Geselecteerde tekst >>
>>>>>

Peter van der Jagt (Duofort) over vloeronderhoud: "Schoonmakers kunnen de vloer maken of breken"

Peter van der Jagt (Duofort) over vloeronderhoud: "Schoonmakers kunnen de vloer maken of breken"

**De zomerperiode is aangebroken. Van oudsher hét moment waarop vloeren massaal worden gestript en gepolymeerd. Maar niet als het aan Peter van der Jagt, eigenaar van Duofort, ligt. Met zijn bedrijf voorziet hij vanaf 2022 namelijk geen enkele vloer meer van polymeer. "Het hoort niet meer bij deze tijd."**

Van der Jagt erkent dat zijn bedrijf jarenlang vloerenonderhoud deed op de traditionele manier. “Linoleum wordt in de was gezet en gepolymeerd. Je kunt deze zachte bescherming aanbrengen, maar dan weet je dat je elk jaar een nieuwe laag polymeer moet aanbrengen of periodiek moet sprayen. Je bent dus continu bezig met chemie. Er komt vervolgens een moment dat de bestaande polymeerlagen eraf moeten en dan verdwijnt het meestal helaas in het rioolstelsel. Dat gebeurt nog steeds, maar het gaat natuurlijk een keer veranderen.”

Ik hoop dat als je over een jaar of vijf nog polymeert, je je redelijk schuldig voelt.

Duurzaamheid staat bijna bovenaan

Van der Jagt voert die verandering nu al door. “Wij werken veel samen met vloerfabrikanten en projectinrichters en dan krijg je in gebouwen en instellingen steeds meer te maken met duurzaamheid. Zelf begrepen we ook wel dat zoals het altijd ging, nu niet meer kan. Dat willen we ook niet."

<<<<<

Doelen >>
a. Geef bij elke bewering aan of die klopt volgens de tekst over vloeronderhoud, met ja of nee en de woorden uit die tekst die de doorslag geven.
(i) Duofort voorziet vanaf 2022 geen vloer meer van polymeer.
(ii) Met polymeer hoeft een vloer maar eens in de vijf jaar behandeld te worden.
(iii) Duofort heeft nooit op de traditionele manier vloeren onderhouden.
b. Waar komen de verwijderde polymeerlagen volgens de tekst over vloeronderhoud meestal terecht?
c. Schrijf de tekst over vloeronderhoud verder, aansluitend op de laatste zin.
De gegevens zijn hier niet nodig.

Gegevens >>
>>>>>

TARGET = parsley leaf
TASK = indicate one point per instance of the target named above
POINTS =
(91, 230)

<<<<<

Verwachte antwoorden >>
a.
(i) Ja: "Met zijn bedrijf voorziet hij vanaf 2022 namelijk geen enkele vloer meer van polymeer."
(ii) Nee: "je elk jaar een nieuwe laag polymeer moet aanbrengen of periodiek moet sprayen"
(iii) Nee: "Van der Jagt erkent dat zijn bedrijf jarenlang vloerenonderhoud deed op de traditionele manier."

b. Meestal in het rioolstelsel.

c.
Hij vervolgt: "Anno 2021 staat duurzaamheid bijna bovenaan. Wij zijn nog steeds een commercieel bedrijf en willen geld verdienen, maar we zoeken continu naar de meest duurzame oplossingen. Dat geldt eigenlijk voor bijna elke vloer, maar je ziet met name ontwikkelingen in linoleum.”

Het einde van traditioneel vloeronderhoud

Vloerfabrieken lopen hierin voorop, zegt Van der Jagt. “Zij kwamen als eerste met linoleum met permanente bescherming. Wij hebben gezegd: als zij iets veranderen, moeten wij ook iets veranderen. Je moet nu nog steeds regelmatig chemisch strippen, want mechanisch lukt het niet altijd. Iedereen die zegt dat hij dit voor honderd procent kan, geloof ik niet. Maar het moet wel de laatste keer zijn. Daarom stoppen wij vanaf 2022 ook met het polymeren van vloeren. Hiermee doorbreken wij de vicieuze cirkel en kom er een einde aan milieubelastende, dure en traditionele manier van vloeronderhoud.”

Dagelijkse schoonmaak blijft druk

Van der Jagt kiest er met zijn bedrijf voor om vloeren permanent te beschermen, waardoor het jaarlijks strippen, topcoaten en polymeren niet meer nodig is. “De originele bescherming van de vloer wordt hiermee versterkt (gerenoveerd). Met een ProShield-coating is die voor de komende vijf tot zeven jaar in goede conditie. Het enige wat je moet doen is goed machinaal reinigen en na verloop van tijd is een herbehandeling eventueel voldoende.”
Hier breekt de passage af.